Task to carry out:
Turn all of the material below into a JSON list of strings, one string per line, with blank lines skipped. Leave the pictures out.

Working data:
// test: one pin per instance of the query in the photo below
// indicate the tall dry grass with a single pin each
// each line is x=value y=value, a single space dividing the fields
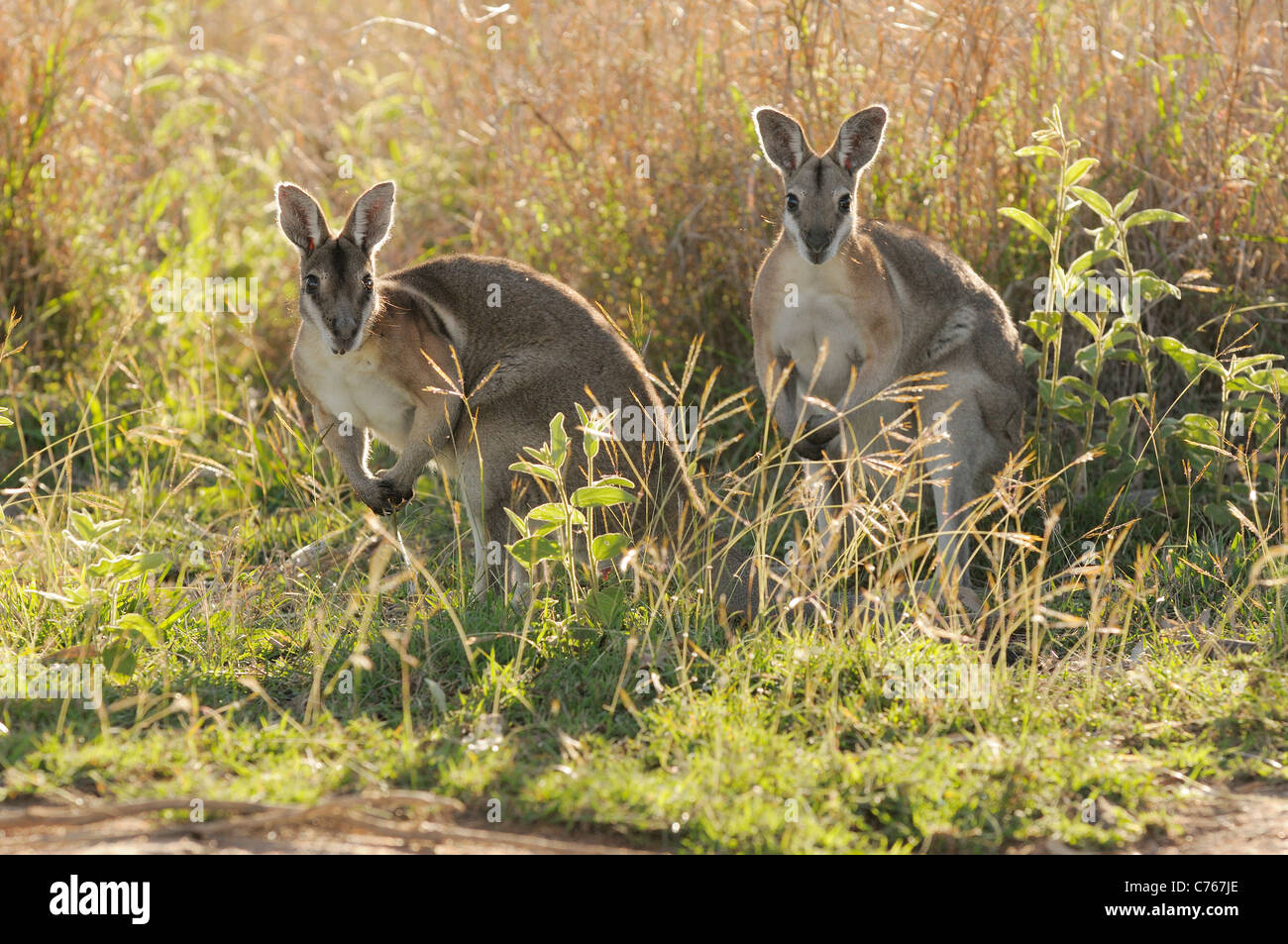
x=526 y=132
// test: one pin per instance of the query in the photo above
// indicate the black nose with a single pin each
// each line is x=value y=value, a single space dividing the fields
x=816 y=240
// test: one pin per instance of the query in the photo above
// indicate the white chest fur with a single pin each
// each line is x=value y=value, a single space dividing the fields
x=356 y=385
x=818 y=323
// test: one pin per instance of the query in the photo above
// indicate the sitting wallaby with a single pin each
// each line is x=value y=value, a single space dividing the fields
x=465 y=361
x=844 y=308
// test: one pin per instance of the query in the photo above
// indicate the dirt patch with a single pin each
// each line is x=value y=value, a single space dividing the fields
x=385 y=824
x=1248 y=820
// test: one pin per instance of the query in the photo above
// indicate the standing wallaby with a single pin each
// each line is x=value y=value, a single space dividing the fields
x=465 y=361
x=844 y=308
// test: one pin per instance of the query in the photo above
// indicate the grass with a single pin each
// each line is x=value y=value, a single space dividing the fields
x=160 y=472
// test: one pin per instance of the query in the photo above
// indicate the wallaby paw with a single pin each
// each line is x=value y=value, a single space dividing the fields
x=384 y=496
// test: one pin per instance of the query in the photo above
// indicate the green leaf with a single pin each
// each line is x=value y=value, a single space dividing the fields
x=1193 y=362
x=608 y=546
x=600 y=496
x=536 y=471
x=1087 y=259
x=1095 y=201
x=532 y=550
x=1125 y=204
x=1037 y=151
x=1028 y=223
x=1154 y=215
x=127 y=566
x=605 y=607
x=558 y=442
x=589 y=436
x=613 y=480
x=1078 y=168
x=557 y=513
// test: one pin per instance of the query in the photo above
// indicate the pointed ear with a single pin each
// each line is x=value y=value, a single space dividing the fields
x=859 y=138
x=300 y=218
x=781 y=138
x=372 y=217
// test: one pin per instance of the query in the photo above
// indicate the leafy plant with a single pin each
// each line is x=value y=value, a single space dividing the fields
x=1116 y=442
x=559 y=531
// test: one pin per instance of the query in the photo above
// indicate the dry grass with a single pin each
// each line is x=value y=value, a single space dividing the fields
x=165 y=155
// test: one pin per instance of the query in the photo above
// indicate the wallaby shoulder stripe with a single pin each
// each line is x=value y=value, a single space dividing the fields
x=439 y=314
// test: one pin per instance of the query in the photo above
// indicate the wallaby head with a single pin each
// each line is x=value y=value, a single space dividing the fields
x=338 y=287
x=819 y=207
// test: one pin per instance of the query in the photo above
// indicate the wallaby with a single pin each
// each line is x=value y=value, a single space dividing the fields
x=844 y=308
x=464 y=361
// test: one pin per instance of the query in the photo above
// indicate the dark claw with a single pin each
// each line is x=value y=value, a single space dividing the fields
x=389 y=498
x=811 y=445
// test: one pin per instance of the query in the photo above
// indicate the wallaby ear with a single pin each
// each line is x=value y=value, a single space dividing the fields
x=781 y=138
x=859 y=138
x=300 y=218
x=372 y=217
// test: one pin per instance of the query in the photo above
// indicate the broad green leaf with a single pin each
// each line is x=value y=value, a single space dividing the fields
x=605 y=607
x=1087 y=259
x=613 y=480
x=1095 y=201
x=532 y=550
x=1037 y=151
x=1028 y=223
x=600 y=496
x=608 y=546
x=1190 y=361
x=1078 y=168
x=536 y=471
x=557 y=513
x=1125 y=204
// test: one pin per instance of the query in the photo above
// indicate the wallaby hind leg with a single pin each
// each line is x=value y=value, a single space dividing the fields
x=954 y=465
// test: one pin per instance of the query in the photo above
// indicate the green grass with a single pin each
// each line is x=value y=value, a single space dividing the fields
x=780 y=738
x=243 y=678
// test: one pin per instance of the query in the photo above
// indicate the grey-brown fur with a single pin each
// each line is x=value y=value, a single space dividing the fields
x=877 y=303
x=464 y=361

Complete response:
[
  "// test: one pin per instance of the query in the photo below",
  "// indicate the tall dry grass with a single pin each",
  "// each line is x=value y=value, a single space dividing the fields",
  "x=526 y=132",
  "// test: one pin per instance of the query in the photo above",
  "// indicate the black nose with a single pin each",
  "// each line is x=value y=value, a single space dividing the fields",
  "x=816 y=240",
  "// test: one pin per instance of the query in the photo above",
  "// indicate the white chest fur with a single pin each",
  "// each line is x=value y=value, a single space dividing the fields",
  "x=356 y=385",
  "x=818 y=323",
  "// test: one pin per instance of the query in the photo above",
  "// indicate the sitting wallaby with a single pin each",
  "// each line is x=value y=value, a single space dividing the fields",
  "x=465 y=361",
  "x=844 y=308",
  "// test: one pin per instance of the query in the photo above",
  "// indicate the dirt patch with a single pin each",
  "// each line is x=value y=value, a single space dividing the fields",
  "x=385 y=824",
  "x=1248 y=820",
  "// test: one pin per instance of the query in the photo above",
  "// indicate the standing wallaby with a single pin each",
  "// each line is x=value y=value, a single space dividing the fields",
  "x=465 y=361",
  "x=844 y=308",
  "// test: one pin per instance of the query in the photo above",
  "// indicate the grass with a single pin each",
  "// each line is x=value y=value, a single space dividing the fields",
  "x=160 y=472",
  "// test: one pin per instance of the query in the photo above",
  "// indicate the wallaby paw with a single pin each",
  "// each line is x=value y=value, a single space dividing the fields",
  "x=384 y=496",
  "// test: one pin per instance of the query in the photo above",
  "// indicate the green leaf with a single pin each",
  "// each line is x=value y=value, a single space dividing the fields",
  "x=1193 y=362",
  "x=608 y=546",
  "x=600 y=496",
  "x=536 y=471",
  "x=1087 y=259",
  "x=1095 y=201",
  "x=532 y=550",
  "x=1125 y=204",
  "x=1037 y=151",
  "x=1028 y=223",
  "x=1154 y=215",
  "x=127 y=566",
  "x=605 y=607",
  "x=558 y=442",
  "x=589 y=436",
  "x=613 y=480",
  "x=1078 y=168",
  "x=557 y=513",
  "// test: one pin per instance of the query in the photo above",
  "// indicate the pointed ear with a single pin each",
  "// each line is x=value y=value, a single space dividing the fields",
  "x=859 y=138",
  "x=300 y=218",
  "x=781 y=138",
  "x=372 y=217",
  "// test: one pin per instance of the query in the photo above",
  "// indicate the leafy plant with a single pin each",
  "// each line is x=value y=value, a single space dividing the fields",
  "x=1116 y=442",
  "x=559 y=531",
  "// test: one pin per instance of the query in the photo above",
  "// indicate the dry grass with a single pin each",
  "// each line is x=value y=value, a single space dividing the fields",
  "x=165 y=155",
  "// test: one pin per instance of the query in the photo above",
  "// indicate the wallaby shoulder stripe with a single pin each",
  "// each line is x=value y=value, a single space dividing the fields",
  "x=439 y=314",
  "// test: one pin per instance of the query in the photo above",
  "// indicate the wallaby head with a single pin each",
  "// each line is x=value y=value, a single space dividing the fields",
  "x=338 y=287",
  "x=819 y=207",
  "// test: one pin per instance of the query in the photo above",
  "// indicate the wallaby with a single pin each",
  "// each line is x=value y=value, a single space dividing the fields",
  "x=844 y=308",
  "x=464 y=361",
  "// test: one pin per instance of the query in the photo above",
  "// indicate the dark claw with a single pin each",
  "// each line is x=value y=value, a single space dividing the fields",
  "x=389 y=498",
  "x=811 y=445",
  "// test: one pin per instance of the query in the photo above",
  "// indicate the wallaby ear with a single pin each",
  "// each line is x=value y=value, a single space dividing the fields",
  "x=781 y=138",
  "x=859 y=138",
  "x=300 y=218",
  "x=372 y=217",
  "// test: one pin per instance of the query in the photo above",
  "// indicate the broad green leaf with a single pin each",
  "// each line is x=value y=value, a single space dividing the fields",
  "x=605 y=607",
  "x=1087 y=259",
  "x=613 y=480",
  "x=1095 y=201",
  "x=532 y=550",
  "x=1037 y=151",
  "x=1028 y=223",
  "x=600 y=496",
  "x=608 y=546",
  "x=1190 y=361",
  "x=1078 y=168",
  "x=536 y=471",
  "x=557 y=513",
  "x=1125 y=204",
  "// test: one pin per instance of the query in the photo above",
  "// indicate the wallaby hind leg with a single pin each",
  "// each line is x=value y=value, a single space dividing the fields",
  "x=954 y=465",
  "// test: one pin per instance of the query in the photo above",
  "// indicate the green grass with a single pin each",
  "// each line is x=value y=value, a single space dividing the fields",
  "x=780 y=738",
  "x=243 y=678",
  "// test: one pin per instance of the query in the photo above",
  "// indicate the grey-brown fur with a single pin each",
  "// each line is x=value y=value, a single space dividing the fields",
  "x=877 y=303",
  "x=464 y=361"
]